The input:

============================================================

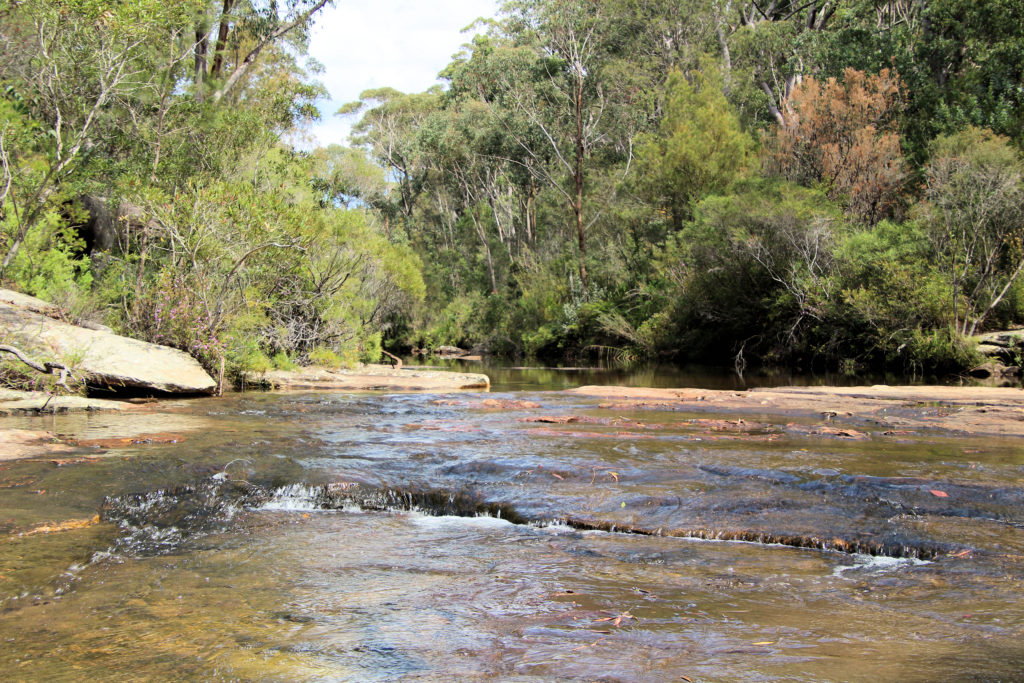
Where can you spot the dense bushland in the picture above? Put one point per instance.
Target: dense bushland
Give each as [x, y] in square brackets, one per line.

============================================================

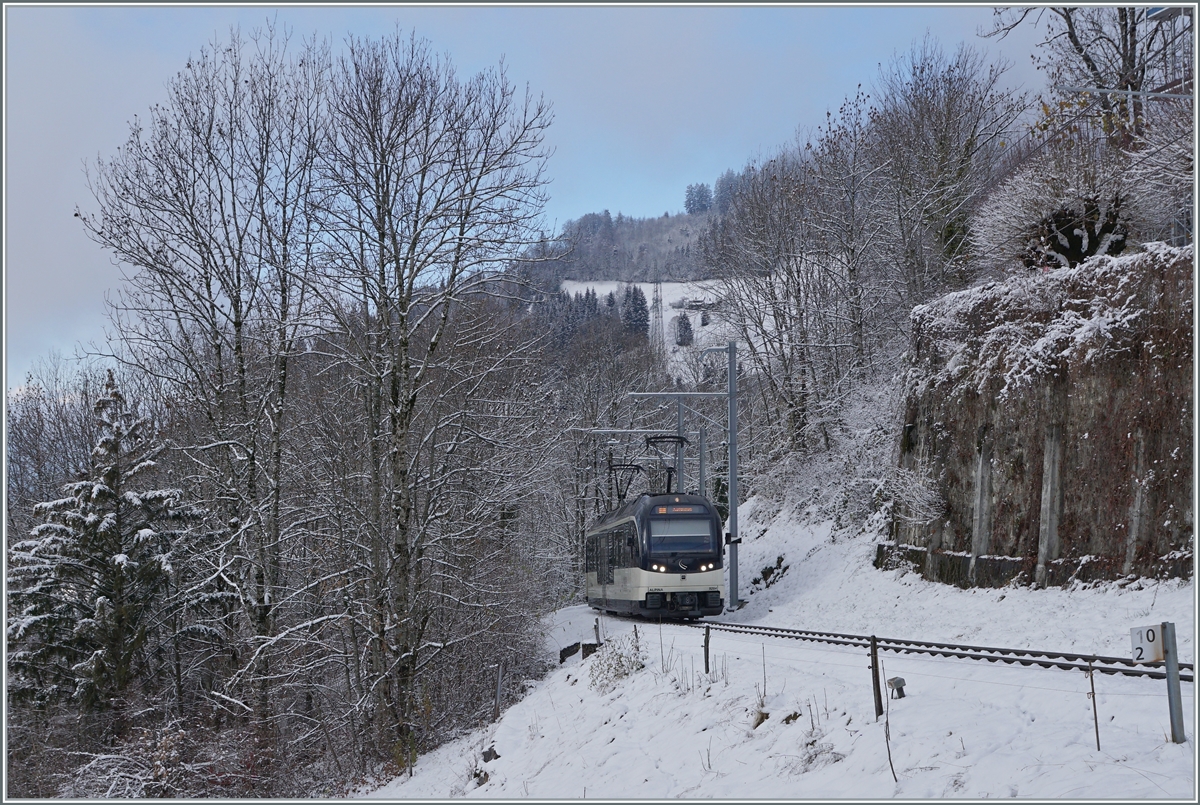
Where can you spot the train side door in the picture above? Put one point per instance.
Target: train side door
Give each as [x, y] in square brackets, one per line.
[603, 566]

============================================================

Work to do: Pull out each line above that contains the word "side", copying every one in full.

Solution for this task:
Where can you spot the train side door in the picture above? Put one point per instance.
Target: train side door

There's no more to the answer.